(Coordinate annotation records)
......

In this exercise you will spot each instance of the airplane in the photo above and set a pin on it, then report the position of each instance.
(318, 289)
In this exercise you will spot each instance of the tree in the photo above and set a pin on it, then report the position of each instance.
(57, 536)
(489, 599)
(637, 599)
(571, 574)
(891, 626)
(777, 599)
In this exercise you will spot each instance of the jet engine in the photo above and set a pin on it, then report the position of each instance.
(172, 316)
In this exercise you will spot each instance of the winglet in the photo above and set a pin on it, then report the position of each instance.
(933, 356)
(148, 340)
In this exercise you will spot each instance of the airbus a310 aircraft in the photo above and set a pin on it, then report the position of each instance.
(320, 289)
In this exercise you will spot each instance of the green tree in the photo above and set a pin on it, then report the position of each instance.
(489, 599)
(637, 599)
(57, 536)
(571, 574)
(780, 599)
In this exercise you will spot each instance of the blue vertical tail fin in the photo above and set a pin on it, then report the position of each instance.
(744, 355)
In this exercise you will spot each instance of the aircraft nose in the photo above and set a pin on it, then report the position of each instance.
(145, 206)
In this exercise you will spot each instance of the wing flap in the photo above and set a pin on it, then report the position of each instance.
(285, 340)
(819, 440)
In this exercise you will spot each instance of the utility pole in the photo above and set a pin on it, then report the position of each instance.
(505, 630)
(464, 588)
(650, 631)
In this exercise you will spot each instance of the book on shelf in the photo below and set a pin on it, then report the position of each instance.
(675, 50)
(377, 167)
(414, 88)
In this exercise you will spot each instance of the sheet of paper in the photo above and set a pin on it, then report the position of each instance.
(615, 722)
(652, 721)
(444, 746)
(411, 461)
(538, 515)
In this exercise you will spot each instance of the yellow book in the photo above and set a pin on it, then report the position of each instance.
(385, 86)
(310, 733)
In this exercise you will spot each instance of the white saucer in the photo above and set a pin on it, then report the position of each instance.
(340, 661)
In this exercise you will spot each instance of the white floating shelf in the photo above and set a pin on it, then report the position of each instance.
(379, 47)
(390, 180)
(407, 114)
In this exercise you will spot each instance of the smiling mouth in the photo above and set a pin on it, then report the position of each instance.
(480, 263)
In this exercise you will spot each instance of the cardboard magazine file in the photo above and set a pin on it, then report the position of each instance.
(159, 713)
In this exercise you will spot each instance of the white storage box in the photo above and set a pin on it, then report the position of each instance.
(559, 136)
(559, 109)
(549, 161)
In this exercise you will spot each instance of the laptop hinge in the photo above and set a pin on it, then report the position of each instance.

......

### [What needs to be done]
Write out the lines above again, putting "marker" in place of every "pin" and leaving everything else unchanged.

### [Written response]
In this exercise you will spot each instance of the airplane in the photo above and set a marker on it, then report the position of each instance.
(318, 289)
In this exercise you will spot each instance of the tree in the photo above and set a marker on it, then report the position of each instance.
(57, 536)
(489, 599)
(637, 599)
(571, 574)
(891, 626)
(777, 599)
In this exercise you will spot each instance of the jet engine in the photo above and set a marker on it, then report the position of each instance.
(172, 316)
In this exercise you will spot each instance of the winglet in the photo above and set a marker on it, then report the position of each instance.
(933, 356)
(148, 340)
In this exercise you will spot each instance of the airbus a310 aircraft in the photo above and set a marker on it, then report the position of each instance.
(320, 289)
In this exercise you will spot each instance of the green tree in the photo above and set a marker on it, then report the position of each instance.
(489, 599)
(637, 599)
(57, 536)
(571, 574)
(780, 599)
In this exercise you will spot each instance of the blue vertical tail fin in the photo above and set a marker on it, then report the position of each instance.
(744, 355)
In this exercise you will spot each instance of the aircraft nose in the photo above and set a marker on it, then report the position of each instance.
(145, 206)
In this exercise you will spot each instance of the wing flap in the photo above and set a marker on it, then report the position of each instance.
(285, 340)
(819, 440)
In this exercise you will spot each instance of the utility pole in the photo above and set a marker on it, then report the position of each instance.
(505, 630)
(464, 588)
(650, 631)
In this exercise you will spot each instance of the book on shelf in the photo below and set a marker on it, then report the position of each instance.
(675, 50)
(377, 167)
(414, 88)
In this exercise you will spot each instance of the sheet of paper in the photo above and set a marker on it, then report the position of each instance.
(615, 722)
(652, 721)
(444, 746)
(411, 461)
(538, 515)
In this exercise you will spot each instance of the yellow book in the photo above and set a marker on it, then report the position of each instance.
(385, 86)
(310, 733)
In this exercise you will spot each instance of the white saucer in the photo above and set a marker on it, then report the position of each instance.
(340, 661)
In this exercise you will spot each instance of the white floating shelf in the photo above and set a marker on it, then report the position of each instance.
(379, 47)
(390, 180)
(407, 114)
In this exercise you will spot each instance of the smiling mouth in the photo above and set a marker on it, then report the position of each instance.
(480, 263)
In this exercise you will spot each instance of the cardboard magazine file in the photo above and set a marker on it, then report the position of each instance.
(159, 713)
In this exercise you will spot each instance of the white storage box in the photo above and set a marker on it, then report the position of each instance.
(559, 136)
(559, 109)
(549, 161)
In this exercise you will spot each instance of the laptop hinge in the photo above and set a marker on it, then report the position of each instance.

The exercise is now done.